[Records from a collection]
• • •

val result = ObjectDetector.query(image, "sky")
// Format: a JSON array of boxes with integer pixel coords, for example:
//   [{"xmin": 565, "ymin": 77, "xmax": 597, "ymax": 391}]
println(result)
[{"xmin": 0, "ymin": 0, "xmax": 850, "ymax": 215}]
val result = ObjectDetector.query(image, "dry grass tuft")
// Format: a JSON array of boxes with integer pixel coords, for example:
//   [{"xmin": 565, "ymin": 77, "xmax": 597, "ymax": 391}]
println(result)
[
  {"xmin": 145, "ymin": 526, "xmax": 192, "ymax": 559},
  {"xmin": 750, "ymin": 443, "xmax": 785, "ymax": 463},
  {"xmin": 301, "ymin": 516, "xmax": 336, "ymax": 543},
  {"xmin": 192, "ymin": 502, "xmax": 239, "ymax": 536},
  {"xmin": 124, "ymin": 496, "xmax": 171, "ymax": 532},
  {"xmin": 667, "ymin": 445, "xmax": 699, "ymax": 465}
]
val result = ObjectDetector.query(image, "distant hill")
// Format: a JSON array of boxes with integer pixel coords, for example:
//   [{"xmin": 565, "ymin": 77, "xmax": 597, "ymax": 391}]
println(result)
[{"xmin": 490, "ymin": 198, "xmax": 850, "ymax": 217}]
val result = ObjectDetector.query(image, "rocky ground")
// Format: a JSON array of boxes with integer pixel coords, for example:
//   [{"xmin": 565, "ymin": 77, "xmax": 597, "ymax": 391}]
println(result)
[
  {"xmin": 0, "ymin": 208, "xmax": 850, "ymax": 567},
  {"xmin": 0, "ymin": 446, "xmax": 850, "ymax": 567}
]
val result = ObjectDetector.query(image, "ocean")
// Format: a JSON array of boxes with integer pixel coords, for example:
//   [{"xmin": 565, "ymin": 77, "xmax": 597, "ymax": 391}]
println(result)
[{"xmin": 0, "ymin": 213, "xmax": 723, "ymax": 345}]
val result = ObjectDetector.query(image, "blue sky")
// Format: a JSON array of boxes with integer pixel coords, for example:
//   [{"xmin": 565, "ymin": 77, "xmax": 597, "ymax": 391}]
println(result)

• • •

Return each line of the data above as a JSON array of strings, one string per line, and leave out any blank lines.

● **Reply**
[
  "val result = ObjectDetector.query(image, \"sky\")",
  "// Format: a JSON array of boxes with integer pixel coords, for example:",
  "//   [{\"xmin\": 565, \"ymin\": 77, \"xmax\": 597, \"ymax\": 391}]",
  "println(result)",
  "[{\"xmin\": 0, \"ymin\": 0, \"xmax\": 850, \"ymax\": 215}]",
  "val result = ObjectDetector.query(image, \"dry grass tuft\")",
  "// Format: a JSON array of boxes with integer pixel coords, for example:",
  "//   [{\"xmin\": 565, \"ymin\": 77, \"xmax\": 597, \"ymax\": 391}]",
  "println(result)",
  "[",
  "  {\"xmin\": 145, \"ymin\": 526, \"xmax\": 192, \"ymax\": 559},",
  "  {\"xmin\": 750, \"ymin\": 443, \"xmax\": 785, \"ymax\": 463},",
  "  {\"xmin\": 301, \"ymin\": 516, \"xmax\": 336, \"ymax\": 543},",
  "  {\"xmin\": 192, \"ymin\": 502, \"xmax\": 239, \"ymax\": 536},",
  "  {\"xmin\": 124, \"ymin\": 496, \"xmax\": 171, \"ymax\": 532},",
  "  {\"xmin\": 667, \"ymin\": 445, \"xmax\": 699, \"ymax\": 465}",
  "]",
  "val result = ObjectDetector.query(image, \"distant hill\")",
  "// Format: a JSON array of boxes with integer pixel coords, for example:",
  "//   [{\"xmin\": 565, \"ymin\": 77, \"xmax\": 597, \"ymax\": 391}]",
  "println(result)",
  "[{\"xmin\": 490, \"ymin\": 198, \"xmax\": 850, \"ymax\": 217}]",
  "val result = ObjectDetector.query(image, \"rocky ground\")",
  "// Format: a JSON array of boxes with integer pixel coords, for example:",
  "//   [{\"xmin\": 565, \"ymin\": 77, \"xmax\": 597, \"ymax\": 391}]",
  "println(result)",
  "[",
  "  {\"xmin\": 0, \"ymin\": 208, \"xmax\": 850, \"ymax\": 567},",
  "  {\"xmin\": 0, \"ymin\": 446, \"xmax\": 850, \"ymax\": 567}",
  "]",
  "val result = ObjectDetector.query(image, \"ocean\")",
  "// Format: a JSON array of boxes with integer pixel coords, for example:",
  "//   [{\"xmin\": 565, \"ymin\": 77, \"xmax\": 597, \"ymax\": 391}]",
  "println(result)",
  "[{\"xmin\": 0, \"ymin\": 213, \"xmax\": 723, \"ymax\": 345}]",
  "val result = ObjectDetector.query(image, \"blue sky\")",
  "// Format: a JSON array of boxes with integer pixel coords, for example:",
  "//   [{\"xmin\": 565, \"ymin\": 77, \"xmax\": 597, \"ymax\": 391}]",
  "println(result)"
]